- [Reading text]
* Begin *

Thank you for the info! That makes sense and does help. If you do find that study though that would also be great to see. 

While I’m here I did have one other question about the nsigma value we get from the TPC. When I found the definition here (https://arxiv.org/abs/nucl-ex/0505026 section 3.1) it is of course the logarithm of the dE/dx measurement divided by the expected value, but it also showed a factor of 1/sigma_X out in front where sigma_X “is the dE/dx resolution of the TPC”. I just wanted to verify that this factor is the same resolution we’re talking about here (8%, 7%, etc) because I can’t find any details on this factor aside from this statement. So, for example, if the resolution is 8% then sigma_X = 0.92?

Thanks,

Cameron Racz

Ph.D. Candidate 

Heavy-ion Physics Group

University of California, Riverside

On Mar 16, 2023, at 11:42 PM, Daniel Cebra <cebra AT physics.ucdavis.edu> wrote:

Hi Cameron,

   The dE/dx resolution in FXT mode is actually better than in collider mode. Empirically dE/dx resolution goes as L^-0.37, where L is the tracking length. Since tracks pass through the TPC at long angles, there is a longer tracking length then in collider mode.

* End *

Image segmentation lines
* Begin *

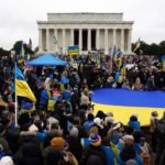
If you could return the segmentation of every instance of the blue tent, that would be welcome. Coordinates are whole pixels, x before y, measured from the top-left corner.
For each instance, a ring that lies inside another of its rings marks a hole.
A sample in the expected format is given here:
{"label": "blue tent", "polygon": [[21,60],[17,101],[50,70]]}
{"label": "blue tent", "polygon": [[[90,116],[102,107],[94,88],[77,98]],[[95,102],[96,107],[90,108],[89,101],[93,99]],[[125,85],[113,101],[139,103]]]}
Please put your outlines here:
{"label": "blue tent", "polygon": [[52,54],[43,54],[40,57],[28,62],[28,66],[65,66],[66,62],[53,56]]}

* End *

- [What is asked]
• A. According to the email about TPC dE/dx resolution, how does dE/dx resolution change with tracking length?
• B. Pick up the email about TPC dE/dx resolution right after its last sentence and keep writing it.

- [Responses to the tasks]
• A. It goes as L^-0.37, where L is the tracking length.

• B.
  For midrapidity tracks for the 3.0 GeV system, there is 200 cm of track length, whereas in collider mode there is 140 cm for track length. Using the empirical track length dependence, we expect that the dE/dx resolution in FXT mode should be 78% of that in collider mode (i.e. ~7%).  Note that the dE/dx resolution is eta (or rapidity dependent - for target rapidity tracks, the resolution would again be 8%; for rapidity 1.5 (which hits the top far corner the dE/dx resolution should be ~6%).

  OK... that is the theoretical improvement in dE/dx resolution in FXT mode.  I will need to do some digging to verify that experimentally we see that expected improvement in resolution. I know that I looked into this a while ago, and my recollection was that we did see the expected improvement in dE/dx resolution, but I will have to find that study to confirm these expectations.

  For reference, the paper to quote for empirical dE/dx resolution in tracking detectors is:

Allison and Cobb, Ann. Rev. Nucl. Part. Sci. 30, 253 (1980)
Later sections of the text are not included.